The first prototypes of the road versions were already testing in the second half of the following year in Milan. Alfa built multiple versions of the RL in the mid 1920s, the Super Sport version that became successful in motorsport, and was widely campaigned in Italian race series with works drivers, including renowned names like Enzo Ferrari. Before the SS cars though, Alfa fielded specially-built racing versions of the RL type for the Targa Florio, so-called “RL TFs.” In 1924, they brought four of these to the starting line.

 

Modifications included seven main crankshaft bearings in place of the standard four, front wheel disc brakes, and smaller V-radiators than those found in the road-going Sports models. As reported by experts Peter Hull and Roy Slater in their “bible,” Alfa Romeo: A History, Giuseppe Campari and Louis Wagner drove three-liter-engined cars, while Alberto Ascari and Giulio Masetti raced 3.6-liter versions with the engines developing 125bhp at 3,800rpm.

The stage on which the Alfa Romeo RL achieved its greatest triumphs was the Targa Florio, where it secured a one-two finish in 1923 (in the two-seater spider configuration). Ugo Sivocci piloted the winning car and a third RL finished in fourth place. Sivocci’s car was the first painted with a green cloverleaf on a white background, which would later become the hallmark of Alfa Romeo competition cars and sportier production models. Numerous racing drivers enjoyed success after choosing the RL, from Giulio Masetti and Antonio Ascari to Giuseppe Campari and a young Enzo Ferrari. 

The 1923 edition of the Targa Florio served up a barnstorming finale. Alfa Romeo entered five RL models driven by: Antonio Ascari (the father of future Formula 1 World Champion Alberto), Giuseppe Campari, Giulio Masetti, Enzo Ferrari and Ugo Sivocci. On the fourth and final lap of the Madonie circuit, Ascari emerged first from the hills, but around two hundred metres from the finish line his car broke down and stopped on the Cerda station bend. With the help of mechanics, who climbed into the car with naive enthusiasm, Ascari managed to cross the finish line first, but the race commissioners ordered him to retrace his steps and finish the race without the extra passengers. In the meantime Sivocci, who had been in second place until that point, took over the lead and clinched the first of Alfa Romeo’s ten victories in the Targa Florio, as well as the first international triumph for the Milanese car maker.

Data extract
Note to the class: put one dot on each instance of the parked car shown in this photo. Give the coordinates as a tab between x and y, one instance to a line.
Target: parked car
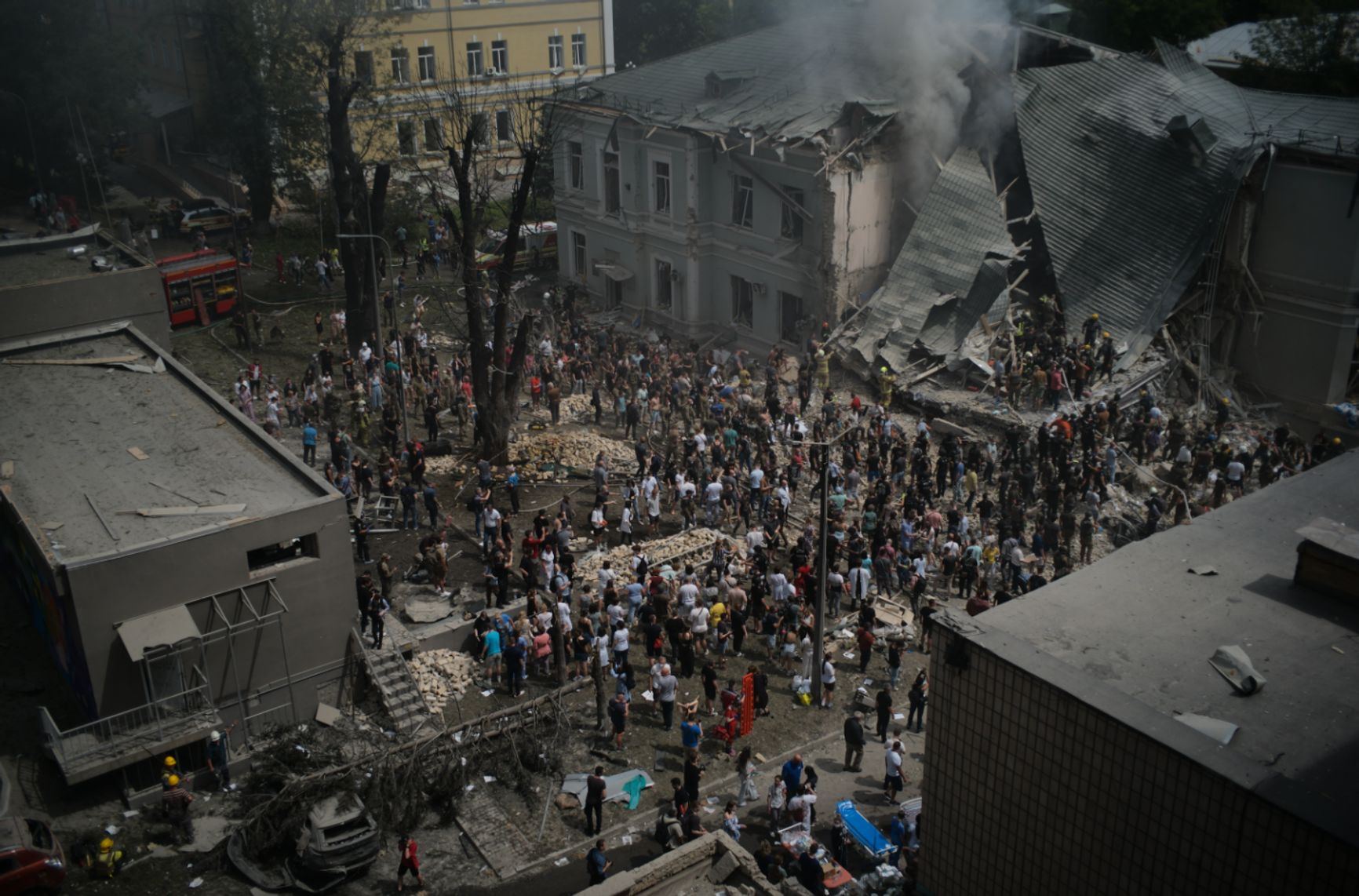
207	213
30	857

Jobs
1/ According to the Alfa Romeo RL excerpt, what design was painted on Sivocci's car?
2/ Carry on the Alfa Romeo RL excerpt, picking up after its last sentence.
The material was gathered from a separate source and is unrelated to the text.

Answer set
1/ A green cloverleaf on a white background.

2/
The example pictured here, with chassis designation TF 11, is widely believed to be that of Giulio Masetti, and is recognizable as such by the fact that at the time when this car raced, the number of chassis used to be the same as the number of the driver. The history of this particular car is highly detailed in a vehicle registration document that is “A museum item in and of itself, ” the owner enthuses.

 

“Every annual road tax is noted, and every handover between previous owners has been noted in black and white as well.” After the 1924 Targa Florio that this car competed in, Alfa Romeo sold this TF—without the body—to Mr. Frederick W. Stiles, the first Alfa importer in Great Britain, as part of the concessionaire agreement. While in the Britain, the car raced in different classes, both with the three-liter and 3.6-liter engines, and was road registered with the license plate “XX 5060” in March of 1925, registered in the name of: “Alfa Romeo British Sales Ltd.”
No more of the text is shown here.